Working data
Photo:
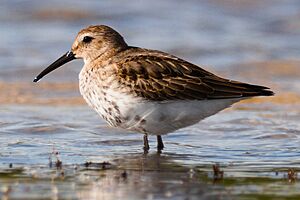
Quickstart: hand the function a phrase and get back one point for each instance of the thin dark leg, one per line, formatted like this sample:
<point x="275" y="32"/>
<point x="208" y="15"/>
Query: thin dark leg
<point x="146" y="144"/>
<point x="160" y="144"/>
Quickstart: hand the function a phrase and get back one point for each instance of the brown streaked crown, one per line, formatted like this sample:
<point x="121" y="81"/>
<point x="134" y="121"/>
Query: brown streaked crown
<point x="102" y="41"/>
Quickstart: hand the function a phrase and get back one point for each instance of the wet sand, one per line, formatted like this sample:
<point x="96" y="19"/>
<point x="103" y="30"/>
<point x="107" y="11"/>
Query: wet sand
<point x="53" y="146"/>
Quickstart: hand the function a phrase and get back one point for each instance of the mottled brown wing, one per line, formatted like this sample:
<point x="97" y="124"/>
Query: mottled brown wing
<point x="168" y="78"/>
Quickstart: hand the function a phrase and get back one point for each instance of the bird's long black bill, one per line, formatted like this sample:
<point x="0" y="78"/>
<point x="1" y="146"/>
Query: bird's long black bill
<point x="67" y="57"/>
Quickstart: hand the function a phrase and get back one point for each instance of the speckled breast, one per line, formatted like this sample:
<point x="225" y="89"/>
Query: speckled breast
<point x="102" y="91"/>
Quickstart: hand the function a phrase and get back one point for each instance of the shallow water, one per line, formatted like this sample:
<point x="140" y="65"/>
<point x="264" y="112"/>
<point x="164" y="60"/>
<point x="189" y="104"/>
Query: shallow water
<point x="255" y="143"/>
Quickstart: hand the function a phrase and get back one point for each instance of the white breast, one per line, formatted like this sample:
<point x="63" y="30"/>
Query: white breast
<point x="121" y="109"/>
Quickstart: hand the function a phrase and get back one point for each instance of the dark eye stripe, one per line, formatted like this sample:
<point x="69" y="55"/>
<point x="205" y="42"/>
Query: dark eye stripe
<point x="87" y="39"/>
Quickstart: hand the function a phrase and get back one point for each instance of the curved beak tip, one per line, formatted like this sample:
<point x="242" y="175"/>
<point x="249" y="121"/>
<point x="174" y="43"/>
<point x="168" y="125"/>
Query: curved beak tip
<point x="67" y="57"/>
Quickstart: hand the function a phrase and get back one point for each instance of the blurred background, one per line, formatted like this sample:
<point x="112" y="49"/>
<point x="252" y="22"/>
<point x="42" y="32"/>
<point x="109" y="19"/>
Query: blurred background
<point x="255" y="41"/>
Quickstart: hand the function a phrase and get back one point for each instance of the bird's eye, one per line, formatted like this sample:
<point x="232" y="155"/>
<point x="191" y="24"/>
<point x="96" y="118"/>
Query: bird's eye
<point x="87" y="39"/>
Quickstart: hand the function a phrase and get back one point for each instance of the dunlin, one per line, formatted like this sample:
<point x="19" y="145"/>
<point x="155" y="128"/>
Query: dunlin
<point x="145" y="90"/>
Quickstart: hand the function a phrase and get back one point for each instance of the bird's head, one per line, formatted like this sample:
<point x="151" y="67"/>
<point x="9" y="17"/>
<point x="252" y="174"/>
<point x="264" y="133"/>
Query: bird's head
<point x="91" y="43"/>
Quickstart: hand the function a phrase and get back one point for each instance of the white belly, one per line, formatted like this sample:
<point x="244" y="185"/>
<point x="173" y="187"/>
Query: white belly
<point x="120" y="109"/>
<point x="160" y="118"/>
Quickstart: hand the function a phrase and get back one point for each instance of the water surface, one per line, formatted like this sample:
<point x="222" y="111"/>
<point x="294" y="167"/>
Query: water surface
<point x="54" y="146"/>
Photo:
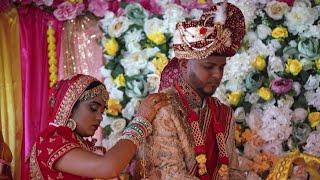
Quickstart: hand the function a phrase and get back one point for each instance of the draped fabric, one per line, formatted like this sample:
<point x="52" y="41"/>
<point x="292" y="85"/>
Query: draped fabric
<point x="10" y="86"/>
<point x="5" y="4"/>
<point x="34" y="64"/>
<point x="81" y="52"/>
<point x="58" y="139"/>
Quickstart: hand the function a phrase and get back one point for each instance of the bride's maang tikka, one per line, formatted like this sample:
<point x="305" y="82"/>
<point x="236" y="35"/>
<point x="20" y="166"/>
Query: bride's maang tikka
<point x="99" y="90"/>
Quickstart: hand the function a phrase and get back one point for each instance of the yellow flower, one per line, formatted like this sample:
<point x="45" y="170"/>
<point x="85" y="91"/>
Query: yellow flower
<point x="279" y="32"/>
<point x="120" y="80"/>
<point x="160" y="61"/>
<point x="234" y="97"/>
<point x="157" y="37"/>
<point x="111" y="47"/>
<point x="259" y="63"/>
<point x="247" y="135"/>
<point x="293" y="66"/>
<point x="314" y="118"/>
<point x="114" y="107"/>
<point x="318" y="64"/>
<point x="201" y="158"/>
<point x="265" y="93"/>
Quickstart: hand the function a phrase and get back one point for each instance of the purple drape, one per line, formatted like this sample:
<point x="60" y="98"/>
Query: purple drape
<point x="35" y="74"/>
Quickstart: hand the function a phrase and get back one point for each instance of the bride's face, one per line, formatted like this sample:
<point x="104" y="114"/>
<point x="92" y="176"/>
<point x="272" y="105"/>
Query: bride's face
<point x="88" y="115"/>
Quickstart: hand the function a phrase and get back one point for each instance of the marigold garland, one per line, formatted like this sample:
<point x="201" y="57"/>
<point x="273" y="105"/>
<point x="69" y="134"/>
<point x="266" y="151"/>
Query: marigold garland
<point x="52" y="60"/>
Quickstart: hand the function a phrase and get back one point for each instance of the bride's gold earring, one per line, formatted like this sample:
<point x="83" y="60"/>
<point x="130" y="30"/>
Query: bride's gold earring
<point x="71" y="124"/>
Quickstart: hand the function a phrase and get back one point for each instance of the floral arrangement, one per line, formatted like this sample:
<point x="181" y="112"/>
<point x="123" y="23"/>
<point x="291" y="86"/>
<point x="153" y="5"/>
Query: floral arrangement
<point x="136" y="46"/>
<point x="273" y="84"/>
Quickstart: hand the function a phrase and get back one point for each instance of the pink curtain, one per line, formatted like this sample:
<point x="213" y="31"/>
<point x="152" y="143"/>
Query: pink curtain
<point x="34" y="67"/>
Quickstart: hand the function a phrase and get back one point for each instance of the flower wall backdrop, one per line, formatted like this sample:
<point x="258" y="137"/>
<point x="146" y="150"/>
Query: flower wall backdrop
<point x="273" y="85"/>
<point x="272" y="82"/>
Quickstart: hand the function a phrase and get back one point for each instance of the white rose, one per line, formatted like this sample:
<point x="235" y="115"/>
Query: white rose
<point x="134" y="63"/>
<point x="275" y="44"/>
<point x="252" y="98"/>
<point x="105" y="22"/>
<point x="118" y="26"/>
<point x="235" y="85"/>
<point x="106" y="120"/>
<point x="132" y="39"/>
<point x="154" y="25"/>
<point x="306" y="64"/>
<point x="150" y="52"/>
<point x="276" y="9"/>
<point x="312" y="83"/>
<point x="275" y="65"/>
<point x="299" y="114"/>
<point x="263" y="31"/>
<point x="173" y="14"/>
<point x="300" y="18"/>
<point x="118" y="125"/>
<point x="115" y="93"/>
<point x="251" y="37"/>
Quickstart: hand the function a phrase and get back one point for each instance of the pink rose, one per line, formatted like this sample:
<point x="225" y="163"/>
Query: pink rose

Brief
From the first line to the last, print the records exactly; leave out the pictures.

Your solution
Photo:
Quickstart: hand the function a phrase and get back one point for each instance of the thin dark leg, one per line, formatted like this sample:
<point x="275" y="32"/>
<point x="208" y="15"/>
Query: thin dark leg
<point x="146" y="144"/>
<point x="160" y="144"/>
Quickstart: hand the function a phrase and get back one point for each instance of the brown streaked crown, one per line, formatted like this sample:
<point x="121" y="81"/>
<point x="134" y="121"/>
Query: brown streaked crown
<point x="102" y="41"/>
Quickstart: hand the function a phrase and get back one point for each instance of the wet sand, one per line, formatted like this sample:
<point x="96" y="19"/>
<point x="103" y="30"/>
<point x="107" y="11"/>
Query: wet sand
<point x="53" y="146"/>
Quickstart: hand the function a phrase and get back one point for each instance of the mottled brown wing, one per line, formatted like this sample:
<point x="97" y="124"/>
Query: mottled brown wing
<point x="168" y="78"/>
Quickstart: hand the function a phrase and get back one point for each instance of the bird's long black bill, one per line, formatted like this sample:
<point x="0" y="78"/>
<point x="1" y="146"/>
Query: bird's long black bill
<point x="67" y="57"/>
Quickstart: hand the function a phrase and get back one point for each instance of the speckled breast, one per line, formatted like this sample:
<point x="225" y="89"/>
Query: speckled breast
<point x="102" y="91"/>
Quickstart: hand the function a phrase and get back one point for each instance of the shallow water, one per line, formatted like this sample:
<point x="140" y="65"/>
<point x="264" y="112"/>
<point x="164" y="60"/>
<point x="189" y="104"/>
Query: shallow water
<point x="255" y="143"/>
Quickstart: hand the function a phrase and get back one point for each instance of the white breast, one per line, formatted like this sample:
<point x="63" y="30"/>
Query: white breast
<point x="121" y="109"/>
Quickstart: hand the function a phrase and get back one point for each instance of the dark eye stripe, one per line, formatted like this sample:
<point x="69" y="55"/>
<point x="205" y="42"/>
Query: dark eye stripe
<point x="87" y="39"/>
Quickstart: hand the function a phrase and get back one point for each instance of the curved beak tip, one per line, formatted like this sample:
<point x="242" y="175"/>
<point x="249" y="121"/>
<point x="174" y="43"/>
<point x="168" y="125"/>
Query: curved beak tip
<point x="67" y="57"/>
Quickstart: hand the function a phrase and get back one point for each instance of the blurred background, one per line, formatted like this sample:
<point x="112" y="49"/>
<point x="252" y="22"/>
<point x="42" y="32"/>
<point x="109" y="19"/>
Query: blurred background
<point x="255" y="41"/>
Quickstart: hand the function a phrase and get back one point for each instance of the bird's eye, one per line, formatted like this sample:
<point x="232" y="155"/>
<point x="191" y="24"/>
<point x="96" y="118"/>
Query: bird's eye
<point x="87" y="39"/>
Quickstart: hand the function a phrase and get back one point for each instance of the dunlin, one per line, formatted like this sample:
<point x="19" y="145"/>
<point x="155" y="128"/>
Query: dunlin
<point x="145" y="90"/>
Quickstart: hand the function a phrase and get back one point for each instance of the bird's head, one per line, formatted like this sample:
<point x="151" y="67"/>
<point x="9" y="17"/>
<point x="252" y="174"/>
<point x="264" y="133"/>
Query: bird's head
<point x="91" y="43"/>
Quickstart: hand the function a phrase and get back one point for each instance of the white belly, one per line, formatted like this sample:
<point x="244" y="185"/>
<point x="173" y="187"/>
Query: white belly
<point x="120" y="109"/>
<point x="160" y="118"/>
Quickstart: hand the function a phrase and get back one point for each instance of the water surface, one per line, formatted like this sample:
<point x="222" y="111"/>
<point x="294" y="167"/>
Query: water surface
<point x="54" y="146"/>
Photo:
Quickstart: hand the function a phrase and get back one point for each instance of the draped fabric, one per line, formatted like this sample:
<point x="52" y="41"/>
<point x="292" y="85"/>
Query: draped fabric
<point x="10" y="86"/>
<point x="5" y="4"/>
<point x="34" y="64"/>
<point x="81" y="52"/>
<point x="58" y="139"/>
Quickstart: hand the function a phrase and get back one point for each instance of the bride's maang tikka, one per line, formatted like this sample:
<point x="305" y="82"/>
<point x="236" y="35"/>
<point x="20" y="166"/>
Query: bride's maang tikka
<point x="99" y="90"/>
Quickstart: hand the function a phrase and get back one point for each instance of the yellow flower, one per line, formatted like this sample:
<point x="45" y="170"/>
<point x="85" y="91"/>
Query: yellow flower
<point x="279" y="32"/>
<point x="120" y="80"/>
<point x="160" y="61"/>
<point x="234" y="97"/>
<point x="157" y="37"/>
<point x="111" y="47"/>
<point x="259" y="63"/>
<point x="247" y="135"/>
<point x="293" y="66"/>
<point x="314" y="118"/>
<point x="114" y="107"/>
<point x="318" y="64"/>
<point x="201" y="158"/>
<point x="265" y="93"/>
Quickstart: hand the function a phrase and get back one point for each instance of the purple drape, one per line, formatted like this sample:
<point x="60" y="98"/>
Query: purple drape
<point x="35" y="74"/>
Quickstart: hand the function a phrase and get back one point for each instance of the bride's face, one per line, formatted like this sample:
<point x="104" y="114"/>
<point x="92" y="176"/>
<point x="272" y="105"/>
Query: bride's face
<point x="88" y="115"/>
Quickstart: hand the function a phrase and get back one point for each instance of the marigold garland, one per line, formatted like this sample:
<point x="201" y="57"/>
<point x="273" y="105"/>
<point x="69" y="134"/>
<point x="266" y="151"/>
Query: marigold garland
<point x="52" y="60"/>
Quickstart: hand the function a phrase and get back one point for each instance of the bride's gold earring, one per line, formatted like this sample:
<point x="83" y="60"/>
<point x="130" y="30"/>
Query: bride's gold earring
<point x="71" y="124"/>
Quickstart: hand the function a phrase and get back one point for each instance of the floral arrangement, one per line, formatted like this sample:
<point x="181" y="112"/>
<point x="123" y="23"/>
<point x="291" y="86"/>
<point x="153" y="5"/>
Query: floral arrangement
<point x="136" y="46"/>
<point x="273" y="84"/>
Quickstart: hand the function a phrase and get back one point for each instance of the pink curtain, one per line, formatted like this sample:
<point x="213" y="31"/>
<point x="152" y="143"/>
Query: pink curtain
<point x="34" y="67"/>
Quickstart: hand the function a phrase and get back one point for each instance of the flower wall backdrop, one per line, formatted like this sample:
<point x="258" y="137"/>
<point x="146" y="150"/>
Query: flower wall backdrop
<point x="273" y="85"/>
<point x="272" y="82"/>
Quickstart: hand the function a phrase and get back one point for each instance of the white rose, one per line, formatted like this sample:
<point x="235" y="115"/>
Query: white rose
<point x="134" y="63"/>
<point x="275" y="44"/>
<point x="252" y="98"/>
<point x="105" y="22"/>
<point x="118" y="26"/>
<point x="235" y="85"/>
<point x="106" y="120"/>
<point x="132" y="39"/>
<point x="154" y="25"/>
<point x="306" y="64"/>
<point x="150" y="52"/>
<point x="276" y="9"/>
<point x="312" y="83"/>
<point x="275" y="65"/>
<point x="299" y="114"/>
<point x="263" y="31"/>
<point x="173" y="14"/>
<point x="300" y="18"/>
<point x="118" y="125"/>
<point x="115" y="93"/>
<point x="251" y="37"/>
Quickstart: hand the function a phrase and get back one point for each instance of the pink rose, one per line, formatted like this sample:
<point x="225" y="163"/>
Query: pink rose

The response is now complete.